- **Goal**
Give back exactly the lines that run from the line containing "Please place a dot on the utility" through the end of the listing below. Leave out every other line.

··········

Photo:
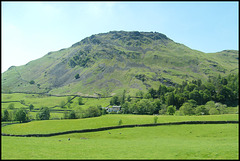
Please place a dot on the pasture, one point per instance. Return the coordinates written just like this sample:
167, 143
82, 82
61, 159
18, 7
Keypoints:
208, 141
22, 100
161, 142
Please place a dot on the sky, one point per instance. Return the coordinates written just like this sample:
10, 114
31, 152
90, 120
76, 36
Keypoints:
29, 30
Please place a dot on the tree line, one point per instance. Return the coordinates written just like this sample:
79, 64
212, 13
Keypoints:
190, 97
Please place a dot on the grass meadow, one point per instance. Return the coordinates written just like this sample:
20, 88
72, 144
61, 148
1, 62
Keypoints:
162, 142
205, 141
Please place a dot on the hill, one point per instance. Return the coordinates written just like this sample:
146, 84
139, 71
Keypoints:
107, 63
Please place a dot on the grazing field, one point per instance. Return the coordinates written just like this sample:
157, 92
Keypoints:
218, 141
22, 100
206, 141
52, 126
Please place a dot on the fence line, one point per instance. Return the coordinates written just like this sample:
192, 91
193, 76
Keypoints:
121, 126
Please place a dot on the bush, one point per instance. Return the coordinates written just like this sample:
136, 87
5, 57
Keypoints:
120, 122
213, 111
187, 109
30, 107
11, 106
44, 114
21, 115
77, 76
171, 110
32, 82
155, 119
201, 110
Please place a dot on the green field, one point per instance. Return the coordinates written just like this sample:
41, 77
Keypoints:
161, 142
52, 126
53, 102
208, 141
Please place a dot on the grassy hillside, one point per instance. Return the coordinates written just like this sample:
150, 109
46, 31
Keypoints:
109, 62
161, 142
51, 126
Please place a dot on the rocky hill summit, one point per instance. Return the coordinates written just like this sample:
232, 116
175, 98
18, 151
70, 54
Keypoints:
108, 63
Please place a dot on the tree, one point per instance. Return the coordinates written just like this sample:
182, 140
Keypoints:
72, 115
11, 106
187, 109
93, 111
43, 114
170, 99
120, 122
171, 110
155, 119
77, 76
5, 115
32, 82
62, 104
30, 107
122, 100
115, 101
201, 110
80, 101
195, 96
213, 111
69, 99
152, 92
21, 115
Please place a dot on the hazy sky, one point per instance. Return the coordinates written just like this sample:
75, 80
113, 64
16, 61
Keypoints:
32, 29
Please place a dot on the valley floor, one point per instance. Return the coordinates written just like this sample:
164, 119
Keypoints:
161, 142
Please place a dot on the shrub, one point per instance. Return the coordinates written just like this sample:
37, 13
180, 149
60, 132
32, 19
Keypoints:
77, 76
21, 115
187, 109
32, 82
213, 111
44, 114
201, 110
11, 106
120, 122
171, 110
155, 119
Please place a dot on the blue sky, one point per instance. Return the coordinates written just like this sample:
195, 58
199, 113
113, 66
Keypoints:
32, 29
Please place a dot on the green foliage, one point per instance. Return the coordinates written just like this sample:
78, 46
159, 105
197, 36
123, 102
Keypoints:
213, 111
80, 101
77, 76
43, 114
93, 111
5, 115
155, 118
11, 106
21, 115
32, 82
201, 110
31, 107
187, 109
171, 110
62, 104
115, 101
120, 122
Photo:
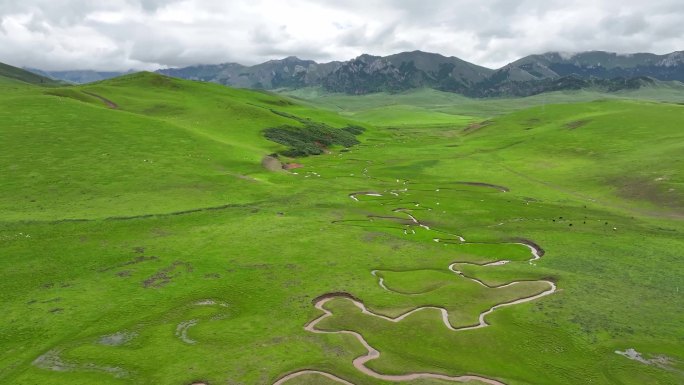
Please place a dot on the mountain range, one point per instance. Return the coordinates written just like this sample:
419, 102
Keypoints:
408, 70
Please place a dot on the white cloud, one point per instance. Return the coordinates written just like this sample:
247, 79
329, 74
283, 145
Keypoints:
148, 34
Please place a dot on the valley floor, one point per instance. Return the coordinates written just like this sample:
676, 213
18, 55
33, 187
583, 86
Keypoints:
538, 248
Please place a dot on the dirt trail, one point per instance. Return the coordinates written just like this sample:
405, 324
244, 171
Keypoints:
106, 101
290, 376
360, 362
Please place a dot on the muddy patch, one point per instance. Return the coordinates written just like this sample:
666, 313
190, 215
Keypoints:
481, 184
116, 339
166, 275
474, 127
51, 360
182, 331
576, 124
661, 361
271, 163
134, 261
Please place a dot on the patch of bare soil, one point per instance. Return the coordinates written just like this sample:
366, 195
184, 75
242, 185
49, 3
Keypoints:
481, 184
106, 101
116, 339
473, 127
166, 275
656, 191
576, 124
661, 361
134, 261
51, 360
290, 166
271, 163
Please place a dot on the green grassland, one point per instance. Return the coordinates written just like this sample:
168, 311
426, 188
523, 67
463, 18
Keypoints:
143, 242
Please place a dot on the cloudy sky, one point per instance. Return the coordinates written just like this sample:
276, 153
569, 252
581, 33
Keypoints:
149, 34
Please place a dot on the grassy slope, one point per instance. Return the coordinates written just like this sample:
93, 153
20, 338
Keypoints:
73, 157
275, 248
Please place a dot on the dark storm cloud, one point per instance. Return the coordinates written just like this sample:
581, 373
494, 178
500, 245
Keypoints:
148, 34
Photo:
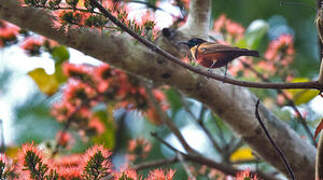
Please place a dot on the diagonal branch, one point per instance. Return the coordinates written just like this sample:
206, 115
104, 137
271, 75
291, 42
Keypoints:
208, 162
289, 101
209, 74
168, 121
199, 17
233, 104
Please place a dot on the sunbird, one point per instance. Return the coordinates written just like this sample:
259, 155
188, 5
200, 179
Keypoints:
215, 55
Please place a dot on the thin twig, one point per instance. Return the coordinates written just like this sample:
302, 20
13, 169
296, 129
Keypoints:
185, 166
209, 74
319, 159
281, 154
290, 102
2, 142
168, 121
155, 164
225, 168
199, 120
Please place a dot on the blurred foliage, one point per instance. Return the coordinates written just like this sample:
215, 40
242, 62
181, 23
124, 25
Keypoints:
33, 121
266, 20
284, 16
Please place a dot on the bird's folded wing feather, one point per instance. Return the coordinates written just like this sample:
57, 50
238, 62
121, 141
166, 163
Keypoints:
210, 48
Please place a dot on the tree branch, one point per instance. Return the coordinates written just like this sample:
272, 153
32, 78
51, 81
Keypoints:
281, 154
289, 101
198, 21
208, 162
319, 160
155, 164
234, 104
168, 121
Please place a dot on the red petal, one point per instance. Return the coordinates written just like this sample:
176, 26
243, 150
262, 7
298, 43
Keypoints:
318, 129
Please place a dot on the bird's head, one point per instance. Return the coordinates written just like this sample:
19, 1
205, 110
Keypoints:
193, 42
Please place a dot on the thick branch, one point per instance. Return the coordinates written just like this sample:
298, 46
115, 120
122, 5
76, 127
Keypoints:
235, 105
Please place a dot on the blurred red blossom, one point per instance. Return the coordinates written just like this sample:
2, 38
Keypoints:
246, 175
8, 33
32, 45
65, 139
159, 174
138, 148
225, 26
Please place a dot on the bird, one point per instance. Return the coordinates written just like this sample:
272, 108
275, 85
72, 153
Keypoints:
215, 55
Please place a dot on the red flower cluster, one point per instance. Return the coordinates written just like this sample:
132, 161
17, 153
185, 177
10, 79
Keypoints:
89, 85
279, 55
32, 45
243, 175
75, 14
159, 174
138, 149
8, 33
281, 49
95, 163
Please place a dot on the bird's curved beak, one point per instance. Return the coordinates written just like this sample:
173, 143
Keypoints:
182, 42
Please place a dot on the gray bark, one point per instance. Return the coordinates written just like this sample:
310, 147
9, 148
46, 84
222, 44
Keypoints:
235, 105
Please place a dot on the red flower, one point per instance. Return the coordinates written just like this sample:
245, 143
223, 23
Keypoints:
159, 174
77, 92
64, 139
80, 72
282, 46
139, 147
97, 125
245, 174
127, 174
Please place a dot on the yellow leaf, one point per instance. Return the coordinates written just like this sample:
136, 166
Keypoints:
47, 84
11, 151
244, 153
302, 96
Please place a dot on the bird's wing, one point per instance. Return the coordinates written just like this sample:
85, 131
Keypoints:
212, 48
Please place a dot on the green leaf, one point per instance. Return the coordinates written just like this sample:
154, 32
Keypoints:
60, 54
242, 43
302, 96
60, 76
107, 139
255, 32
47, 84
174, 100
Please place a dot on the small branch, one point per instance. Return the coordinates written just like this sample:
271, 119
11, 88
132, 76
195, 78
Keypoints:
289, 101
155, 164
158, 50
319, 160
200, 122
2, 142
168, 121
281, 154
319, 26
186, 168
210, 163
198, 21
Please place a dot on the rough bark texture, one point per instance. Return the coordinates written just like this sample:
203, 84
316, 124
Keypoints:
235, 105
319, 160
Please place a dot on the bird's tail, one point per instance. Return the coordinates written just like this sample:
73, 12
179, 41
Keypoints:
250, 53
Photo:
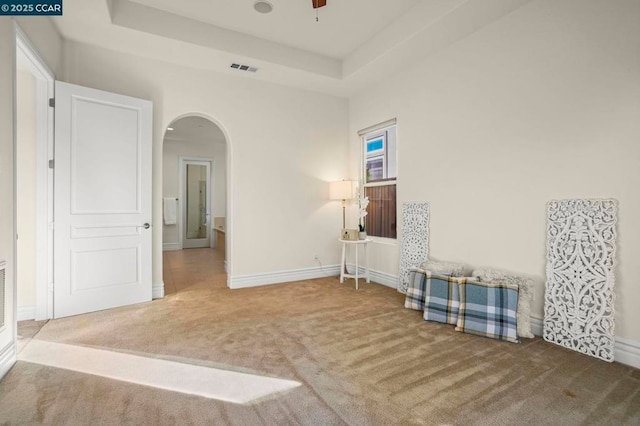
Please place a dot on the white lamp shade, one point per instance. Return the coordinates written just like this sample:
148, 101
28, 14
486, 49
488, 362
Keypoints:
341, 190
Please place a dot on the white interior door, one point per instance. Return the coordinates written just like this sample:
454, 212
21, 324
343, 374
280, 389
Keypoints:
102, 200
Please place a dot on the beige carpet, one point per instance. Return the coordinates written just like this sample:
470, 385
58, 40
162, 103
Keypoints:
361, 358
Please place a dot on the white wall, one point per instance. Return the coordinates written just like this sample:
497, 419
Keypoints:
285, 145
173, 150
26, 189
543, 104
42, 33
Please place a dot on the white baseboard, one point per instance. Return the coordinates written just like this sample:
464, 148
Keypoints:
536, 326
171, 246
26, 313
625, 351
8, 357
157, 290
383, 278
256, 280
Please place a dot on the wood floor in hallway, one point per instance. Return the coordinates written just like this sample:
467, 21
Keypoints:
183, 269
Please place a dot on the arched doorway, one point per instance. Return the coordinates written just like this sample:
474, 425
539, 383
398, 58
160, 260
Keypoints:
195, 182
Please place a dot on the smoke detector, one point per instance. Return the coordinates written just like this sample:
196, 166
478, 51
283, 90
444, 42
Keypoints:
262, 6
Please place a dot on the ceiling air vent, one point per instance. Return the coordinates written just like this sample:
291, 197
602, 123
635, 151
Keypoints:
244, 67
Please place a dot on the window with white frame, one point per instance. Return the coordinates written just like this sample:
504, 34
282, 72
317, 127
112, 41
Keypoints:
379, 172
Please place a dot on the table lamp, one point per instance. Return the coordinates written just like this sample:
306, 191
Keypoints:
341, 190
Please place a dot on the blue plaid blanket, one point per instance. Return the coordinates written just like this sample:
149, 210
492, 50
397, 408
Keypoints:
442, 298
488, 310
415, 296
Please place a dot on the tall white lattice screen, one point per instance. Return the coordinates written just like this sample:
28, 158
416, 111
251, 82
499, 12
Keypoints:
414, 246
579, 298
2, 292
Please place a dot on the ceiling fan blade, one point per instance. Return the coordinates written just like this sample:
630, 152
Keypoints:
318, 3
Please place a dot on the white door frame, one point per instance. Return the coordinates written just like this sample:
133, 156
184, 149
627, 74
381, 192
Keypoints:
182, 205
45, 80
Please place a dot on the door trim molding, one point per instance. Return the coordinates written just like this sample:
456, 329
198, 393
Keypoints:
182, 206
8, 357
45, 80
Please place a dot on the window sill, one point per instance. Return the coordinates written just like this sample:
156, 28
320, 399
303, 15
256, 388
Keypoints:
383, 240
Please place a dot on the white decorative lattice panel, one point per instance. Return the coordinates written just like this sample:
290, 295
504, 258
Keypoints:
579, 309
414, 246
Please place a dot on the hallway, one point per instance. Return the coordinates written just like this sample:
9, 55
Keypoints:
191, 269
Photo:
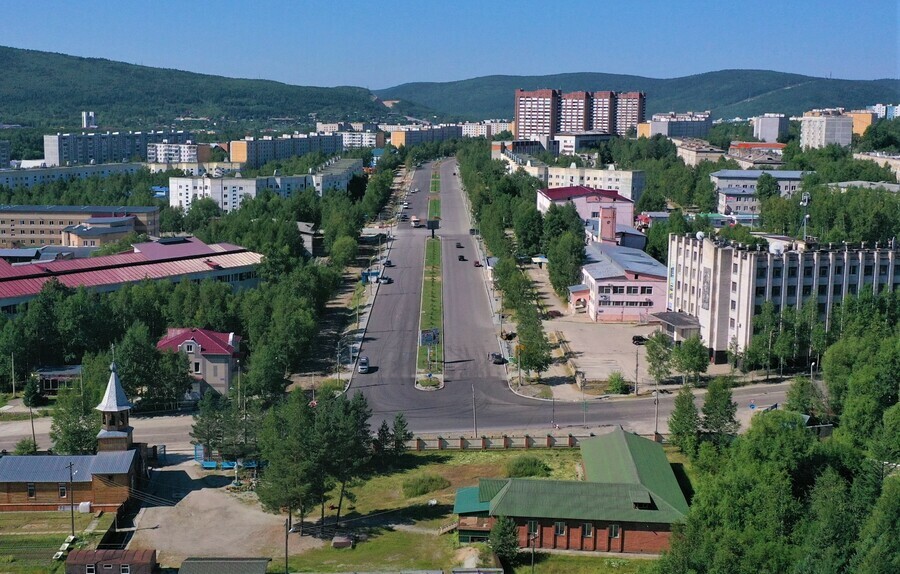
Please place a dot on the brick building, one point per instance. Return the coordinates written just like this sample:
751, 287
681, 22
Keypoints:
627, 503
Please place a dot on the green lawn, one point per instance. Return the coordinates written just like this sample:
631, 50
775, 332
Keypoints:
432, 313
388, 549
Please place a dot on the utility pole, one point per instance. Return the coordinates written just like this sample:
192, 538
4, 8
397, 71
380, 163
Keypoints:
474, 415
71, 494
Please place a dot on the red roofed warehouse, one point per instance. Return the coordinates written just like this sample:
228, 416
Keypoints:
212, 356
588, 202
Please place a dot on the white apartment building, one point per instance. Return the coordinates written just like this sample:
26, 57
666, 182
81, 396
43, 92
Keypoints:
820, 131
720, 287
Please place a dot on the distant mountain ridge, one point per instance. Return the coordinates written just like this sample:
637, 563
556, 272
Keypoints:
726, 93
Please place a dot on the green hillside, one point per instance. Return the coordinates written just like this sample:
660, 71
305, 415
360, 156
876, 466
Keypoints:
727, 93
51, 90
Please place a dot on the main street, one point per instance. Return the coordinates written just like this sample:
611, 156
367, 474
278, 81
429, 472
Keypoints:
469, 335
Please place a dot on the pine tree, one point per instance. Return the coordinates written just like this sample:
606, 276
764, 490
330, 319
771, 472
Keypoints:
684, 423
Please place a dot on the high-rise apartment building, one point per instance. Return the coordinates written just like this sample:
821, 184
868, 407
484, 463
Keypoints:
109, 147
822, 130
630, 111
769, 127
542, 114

··········

- **Response to the task**
Please place a dot on the utility pole, one point per instance. Return the coordinates written just like this sample:
192, 538
4, 8
397, 71
380, 163
Keypoints:
474, 415
71, 494
Please place a dot on the red roofed warehouse, one point per instance. Return the coordinates written just like this sample:
228, 416
Keypoints:
212, 356
588, 202
Please place a dot on the white apartment building, one point per instance. Return the coordinates written just like this sample:
26, 57
666, 182
81, 396
43, 92
Keypoints:
820, 131
720, 287
Please place a dot on the distant mountain ridge, one point per instance. Return the coordinates written just like this sample:
637, 563
556, 272
Keypoints:
726, 93
Please place a dot on the green hillside, one point per instance. Return the coordinates written just like this sample:
660, 71
305, 415
360, 156
876, 466
Keypoints:
727, 93
51, 90
Please place a dot on the main street, one point per instance. Return the coordinates written just like this sample:
611, 156
367, 474
278, 81
429, 472
Keypoints:
469, 335
Please place a dot on the pine tree, one point per instance. Return the coordinates written just like this sample:
606, 276
764, 490
330, 319
771, 472
Keypoints:
684, 423
Please place a dot on the high-rise apartment building, one point per instance. Return the coordinates written just like this sample:
821, 184
868, 407
484, 463
Keypoints:
109, 147
822, 130
630, 111
769, 127
542, 114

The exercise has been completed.